O velho Braga mais velho

Rubem Braga, escritor brasileiro, Paris, 1973.  
© Alécio de Andrade, ADAGP, Paris, 2023. Courtesy Instituto Moreira Salles.

Quinta passada, 12 de janeiro, o patrono do Portal fez aniversário. São 110 anos de Rubem Braga, que segue surpreendendo leitores de todas as gerações com a beleza de sua prosa lírica. O velho Braga, como ele próprio se chamava desde muito jovem, é mesmo o nome mais importante da nossa crônica. Além de ter sido o grande responsável por formatá-la nos moldes que conhecemos bem, foi uma espécie de sol a iluminar a obra de todos os seus colegas, emprestando um pouco de cor à paleta dos cronistas – sobretudo dos que vieram depois.

Foi o caso de Carlinhos Oliveira, 21 anos mais moço, que descobriu com Braga o significado de ser moderno. Antes disso, menino ainda, engatinhando no ofício e só com “as bibliotecas da província atrasadas de 50 anos” à disposição, não conseguia se livrar de uma sensação incômoda de “estar sendo anacrônico” com suas leituras. Mesmo a pena de Machado de Assis, à qual se afeiçoou cedo, lhe parecia antiga, lenta – frente ao automóvel motorizado de Braga, o tílburi machadiano não acelerava o suficiente para o gosto daquele projeto de escriba.

DADOS FORNECIDOS:
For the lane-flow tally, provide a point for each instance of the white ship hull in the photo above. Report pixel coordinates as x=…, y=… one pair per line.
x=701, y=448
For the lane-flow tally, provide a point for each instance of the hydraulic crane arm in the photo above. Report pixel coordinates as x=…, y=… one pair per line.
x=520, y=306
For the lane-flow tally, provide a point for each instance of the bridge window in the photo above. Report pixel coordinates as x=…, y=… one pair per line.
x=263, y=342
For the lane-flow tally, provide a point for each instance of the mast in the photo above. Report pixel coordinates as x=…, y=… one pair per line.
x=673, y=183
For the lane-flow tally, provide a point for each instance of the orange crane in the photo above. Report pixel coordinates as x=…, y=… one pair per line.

SEU OBJETIVO:
Diga se cada afirmação abaixo concorda com o texto sobre os 110 anos de Rubem Braga e justifique com as palavras decisivas do texto, citadas literalmente: (a) Carlinhos Oliveira era 21 anos mais novo que Braga; (b) o aniversário de Braga caiu em 12 de fevereiro; (c) Carlinhos Oliveira achava a escrita de Machado de Assis moderna e veloz.

RESPOSTA COMPLETA:
(a) Sim: "Carlinhos Oliveira, 21 anos mais moço".
(b) Não: "Quinta passada, 12 de janeiro, o patrono do Portal fez aniversário".
(c) Não: "lhe parecia antiga, lenta".